Write out exactly the lines from the line that contains "Mark the target" through the final line of the listing below, and no others.
====== WORKING DATA
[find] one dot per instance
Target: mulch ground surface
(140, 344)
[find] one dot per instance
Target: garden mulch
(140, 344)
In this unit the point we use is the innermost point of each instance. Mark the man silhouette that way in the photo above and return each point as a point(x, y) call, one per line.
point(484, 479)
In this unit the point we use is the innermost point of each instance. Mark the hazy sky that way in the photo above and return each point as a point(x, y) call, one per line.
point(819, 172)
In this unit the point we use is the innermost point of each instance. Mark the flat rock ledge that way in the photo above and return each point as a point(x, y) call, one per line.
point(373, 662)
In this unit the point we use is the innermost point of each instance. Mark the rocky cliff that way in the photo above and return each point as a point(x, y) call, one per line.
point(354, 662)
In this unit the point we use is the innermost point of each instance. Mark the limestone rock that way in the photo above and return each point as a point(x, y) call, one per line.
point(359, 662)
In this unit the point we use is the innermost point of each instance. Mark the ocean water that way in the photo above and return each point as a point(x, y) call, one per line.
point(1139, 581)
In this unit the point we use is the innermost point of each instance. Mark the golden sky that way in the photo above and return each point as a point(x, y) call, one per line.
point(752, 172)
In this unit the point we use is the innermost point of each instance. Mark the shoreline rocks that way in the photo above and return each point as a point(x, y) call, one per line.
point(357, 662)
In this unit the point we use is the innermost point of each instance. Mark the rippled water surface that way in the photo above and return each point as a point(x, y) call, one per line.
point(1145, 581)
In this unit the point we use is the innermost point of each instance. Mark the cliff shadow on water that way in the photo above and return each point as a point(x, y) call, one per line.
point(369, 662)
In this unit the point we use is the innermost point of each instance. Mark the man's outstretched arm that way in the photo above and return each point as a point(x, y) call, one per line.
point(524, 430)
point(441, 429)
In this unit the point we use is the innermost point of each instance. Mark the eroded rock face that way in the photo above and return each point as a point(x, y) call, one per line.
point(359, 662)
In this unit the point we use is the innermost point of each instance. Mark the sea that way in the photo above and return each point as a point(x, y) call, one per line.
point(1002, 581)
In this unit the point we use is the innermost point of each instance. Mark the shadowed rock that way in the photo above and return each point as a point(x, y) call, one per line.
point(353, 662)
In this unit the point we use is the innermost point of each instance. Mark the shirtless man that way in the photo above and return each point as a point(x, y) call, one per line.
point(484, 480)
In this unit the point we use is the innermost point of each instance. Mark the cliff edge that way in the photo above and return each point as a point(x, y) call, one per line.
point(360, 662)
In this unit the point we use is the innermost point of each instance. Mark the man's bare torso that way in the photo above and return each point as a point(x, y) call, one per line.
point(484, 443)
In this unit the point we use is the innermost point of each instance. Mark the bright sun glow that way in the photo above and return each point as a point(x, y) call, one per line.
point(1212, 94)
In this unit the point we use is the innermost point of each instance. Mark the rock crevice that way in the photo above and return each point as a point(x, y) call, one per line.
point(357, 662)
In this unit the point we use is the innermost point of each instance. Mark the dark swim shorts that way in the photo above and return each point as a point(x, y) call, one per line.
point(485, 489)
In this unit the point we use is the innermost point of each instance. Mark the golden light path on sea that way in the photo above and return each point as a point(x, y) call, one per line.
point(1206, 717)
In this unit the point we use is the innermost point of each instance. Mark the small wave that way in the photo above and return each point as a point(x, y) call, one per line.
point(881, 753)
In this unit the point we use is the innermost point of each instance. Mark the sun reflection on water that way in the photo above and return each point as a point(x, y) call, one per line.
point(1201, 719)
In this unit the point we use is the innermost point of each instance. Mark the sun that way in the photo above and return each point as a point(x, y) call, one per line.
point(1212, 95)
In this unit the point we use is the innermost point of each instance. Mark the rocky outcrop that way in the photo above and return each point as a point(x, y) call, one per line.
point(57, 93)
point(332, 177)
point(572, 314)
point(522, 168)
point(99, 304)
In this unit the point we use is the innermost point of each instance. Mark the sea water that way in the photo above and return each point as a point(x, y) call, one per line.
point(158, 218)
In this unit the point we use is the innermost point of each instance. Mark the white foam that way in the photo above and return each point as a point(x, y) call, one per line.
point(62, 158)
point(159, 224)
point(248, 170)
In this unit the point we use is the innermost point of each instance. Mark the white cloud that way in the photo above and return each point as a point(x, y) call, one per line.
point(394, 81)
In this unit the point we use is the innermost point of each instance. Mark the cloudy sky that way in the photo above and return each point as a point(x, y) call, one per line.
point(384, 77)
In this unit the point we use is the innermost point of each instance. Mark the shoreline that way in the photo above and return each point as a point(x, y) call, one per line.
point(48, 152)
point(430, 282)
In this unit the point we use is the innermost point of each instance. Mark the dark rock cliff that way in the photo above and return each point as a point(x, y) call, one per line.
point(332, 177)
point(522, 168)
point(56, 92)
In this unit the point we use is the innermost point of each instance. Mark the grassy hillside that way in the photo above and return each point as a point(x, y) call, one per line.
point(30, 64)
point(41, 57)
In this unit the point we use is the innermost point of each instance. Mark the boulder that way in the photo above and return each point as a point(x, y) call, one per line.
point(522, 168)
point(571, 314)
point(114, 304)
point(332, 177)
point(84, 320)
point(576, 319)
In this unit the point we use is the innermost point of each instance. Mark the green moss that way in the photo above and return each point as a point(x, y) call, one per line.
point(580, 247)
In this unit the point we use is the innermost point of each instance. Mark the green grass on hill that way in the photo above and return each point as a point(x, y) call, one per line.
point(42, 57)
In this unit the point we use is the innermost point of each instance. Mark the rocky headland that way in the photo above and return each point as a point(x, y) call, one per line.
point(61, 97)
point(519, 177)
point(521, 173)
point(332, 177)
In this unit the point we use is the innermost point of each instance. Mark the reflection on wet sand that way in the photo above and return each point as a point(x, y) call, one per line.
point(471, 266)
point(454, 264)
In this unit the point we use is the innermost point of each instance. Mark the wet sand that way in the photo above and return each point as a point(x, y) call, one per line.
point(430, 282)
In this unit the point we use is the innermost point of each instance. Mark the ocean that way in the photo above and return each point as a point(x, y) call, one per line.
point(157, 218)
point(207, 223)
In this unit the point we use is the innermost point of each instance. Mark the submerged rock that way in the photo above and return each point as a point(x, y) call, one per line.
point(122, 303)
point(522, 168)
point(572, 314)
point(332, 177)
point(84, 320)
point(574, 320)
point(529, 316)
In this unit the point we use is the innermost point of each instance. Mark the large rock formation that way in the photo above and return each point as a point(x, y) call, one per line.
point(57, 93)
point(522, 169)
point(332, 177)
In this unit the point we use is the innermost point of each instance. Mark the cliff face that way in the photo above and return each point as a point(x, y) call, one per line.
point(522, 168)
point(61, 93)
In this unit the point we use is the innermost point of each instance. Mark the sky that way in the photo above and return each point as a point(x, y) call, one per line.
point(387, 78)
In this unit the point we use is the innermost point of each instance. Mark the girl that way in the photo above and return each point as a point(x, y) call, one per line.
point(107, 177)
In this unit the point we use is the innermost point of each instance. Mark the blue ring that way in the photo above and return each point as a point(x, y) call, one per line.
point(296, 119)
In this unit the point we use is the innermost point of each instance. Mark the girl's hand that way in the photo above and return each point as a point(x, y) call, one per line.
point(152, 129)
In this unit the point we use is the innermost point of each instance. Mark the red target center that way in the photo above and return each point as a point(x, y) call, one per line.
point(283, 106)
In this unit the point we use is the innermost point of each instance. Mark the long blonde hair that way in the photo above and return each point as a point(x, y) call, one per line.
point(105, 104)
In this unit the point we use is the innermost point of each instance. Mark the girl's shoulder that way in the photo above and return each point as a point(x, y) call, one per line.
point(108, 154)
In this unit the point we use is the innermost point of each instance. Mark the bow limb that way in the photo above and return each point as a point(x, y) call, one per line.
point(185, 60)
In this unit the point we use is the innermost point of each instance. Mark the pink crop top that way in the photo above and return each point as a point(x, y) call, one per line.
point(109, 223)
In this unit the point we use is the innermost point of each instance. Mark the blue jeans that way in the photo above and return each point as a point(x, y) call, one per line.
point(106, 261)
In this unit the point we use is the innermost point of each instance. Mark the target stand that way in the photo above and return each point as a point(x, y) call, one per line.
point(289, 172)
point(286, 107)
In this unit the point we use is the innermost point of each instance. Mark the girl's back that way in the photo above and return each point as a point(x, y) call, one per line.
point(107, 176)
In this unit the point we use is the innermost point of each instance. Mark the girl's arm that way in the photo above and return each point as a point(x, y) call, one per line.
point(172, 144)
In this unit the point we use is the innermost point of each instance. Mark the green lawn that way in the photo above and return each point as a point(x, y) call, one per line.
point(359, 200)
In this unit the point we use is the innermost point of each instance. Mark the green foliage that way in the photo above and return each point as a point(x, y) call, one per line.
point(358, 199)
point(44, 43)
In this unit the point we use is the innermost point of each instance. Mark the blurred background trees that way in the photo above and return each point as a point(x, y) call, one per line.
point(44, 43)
============
**TASK RESPONSE:**
In this unit the point we use is the innermost point of each instance. Mark the target stand that way in the photo above and return each point as a point(x, y) call, one per line.
point(289, 172)
point(286, 107)
In this unit the point we use is the innermost point of each instance. Mark the girl's back that way in the photo above and return each point as a point(x, y) call, one per line.
point(107, 176)
In this unit the point we use is the innermost point of each instance. Mark the girl's arm that way in the photo above and return each point as a point(x, y) call, one per line.
point(172, 144)
In this unit the point we use is the innermost point of each instance. Mark the green lawn that way in the photo above and return each point as a point(x, y) call, one per line.
point(359, 200)
In this unit the point we use is the innermost point of each instance. Mark the green foliage that way in the photo above and return each point as a point(x, y) call, one per line.
point(358, 199)
point(44, 43)
In this unit the point we use is the innermost point of each instance. Mark the blurred background trees that way in the photo above and return each point as a point(x, y) call, one per line.
point(44, 43)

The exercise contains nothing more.